WHAT YOU ARE ASKED TO DO: Copy the data that follows exactly, and include none of its images.
─── DATASET EXCERPTS
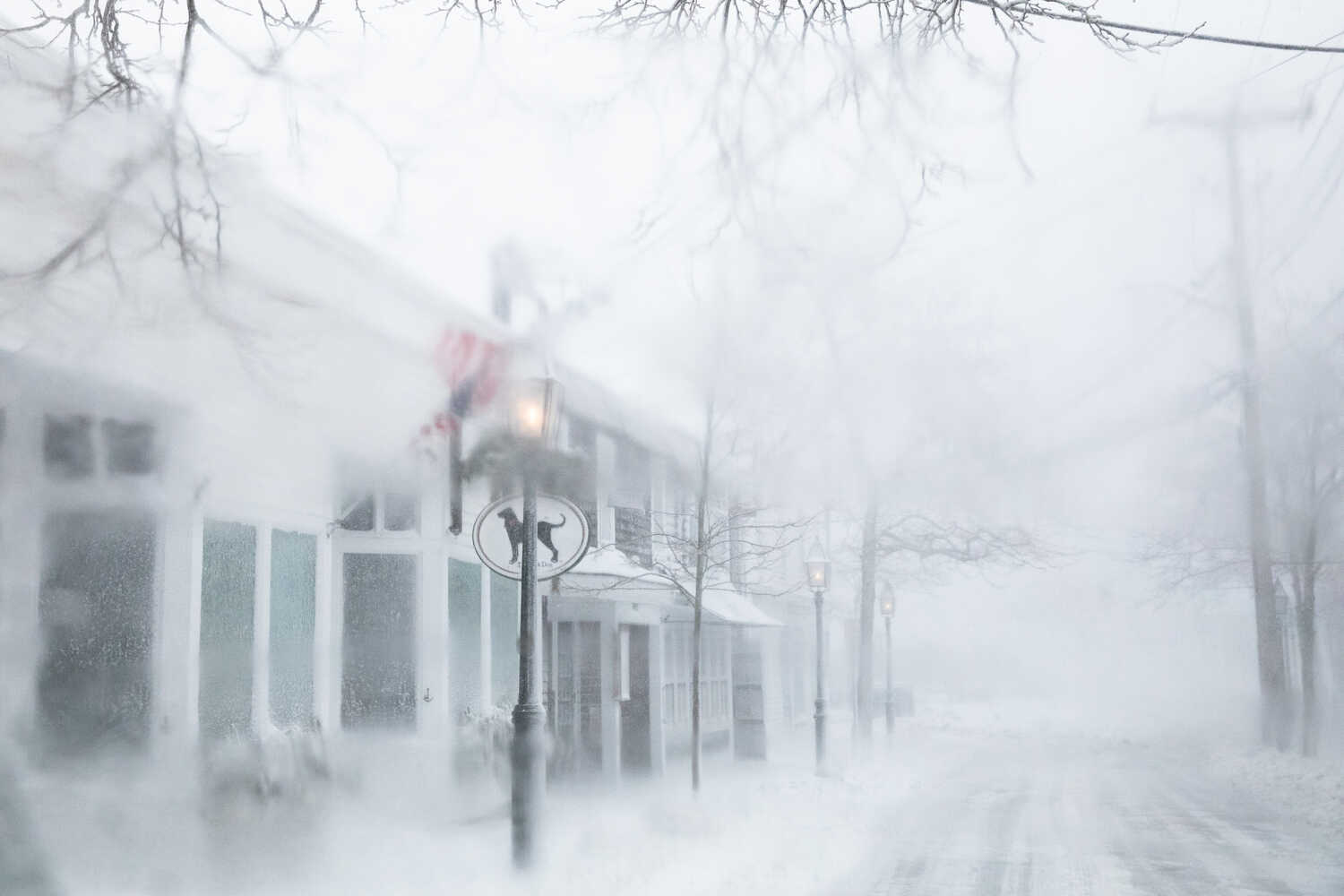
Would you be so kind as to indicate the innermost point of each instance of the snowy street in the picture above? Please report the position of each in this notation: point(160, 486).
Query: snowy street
point(937, 812)
point(1021, 817)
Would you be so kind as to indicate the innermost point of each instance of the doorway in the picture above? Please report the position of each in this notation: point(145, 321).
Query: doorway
point(378, 653)
point(636, 743)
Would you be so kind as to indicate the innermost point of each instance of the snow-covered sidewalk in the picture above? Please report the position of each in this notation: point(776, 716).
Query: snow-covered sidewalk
point(755, 828)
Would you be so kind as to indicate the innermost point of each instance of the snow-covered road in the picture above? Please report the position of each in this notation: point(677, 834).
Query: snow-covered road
point(1016, 817)
point(938, 810)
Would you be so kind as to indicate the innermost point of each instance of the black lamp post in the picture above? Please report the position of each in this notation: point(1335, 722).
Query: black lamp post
point(819, 576)
point(889, 608)
point(534, 417)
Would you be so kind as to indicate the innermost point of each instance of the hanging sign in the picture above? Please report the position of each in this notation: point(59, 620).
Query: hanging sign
point(562, 536)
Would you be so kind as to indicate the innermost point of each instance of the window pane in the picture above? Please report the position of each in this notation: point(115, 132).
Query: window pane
──────
ANSWER FOR THE TASK:
Would you be so kind as to indicate the innermost point of each instance of the snowy street in the picture above? Please report the position of each in this notation: point(160, 486).
Query: snowy street
point(937, 812)
point(1021, 817)
Would you be so kind as to indicate the innermost point of each instance of the doorway in the picture above? Please report the position of each in this notation: point(145, 321).
Query: doorway
point(378, 653)
point(636, 743)
Would you be so kind as to indicate the innermost point of each instance of the snow-covered sidewalk in the picture above? Please report the position of each in this notation: point(776, 716).
Query: snow-covered sidewalk
point(755, 828)
Would you be so kind as to indicate the innermost point of each instance of the snow-covered road in the picture above? Please report the position of each in this notation: point(677, 834).
Query: snow-covered road
point(1016, 817)
point(938, 810)
Would you be so kind as to indicate the innermost point of each instance of the black lamp post in the picture above? Please report the position of each in this notation: point(1335, 722).
Query: black lamp post
point(819, 576)
point(889, 608)
point(534, 417)
Would you be so kind as to indicate the innermost point of each instance of the hanging sign in the picture above? Please report the position of each in this notation: point(59, 620).
Query: hanging sign
point(562, 536)
Would you be so kind as to indicate the innermost point of each instance of the window pane in the picture above? Please report the position of each in this notation: point(115, 132).
Query: window pane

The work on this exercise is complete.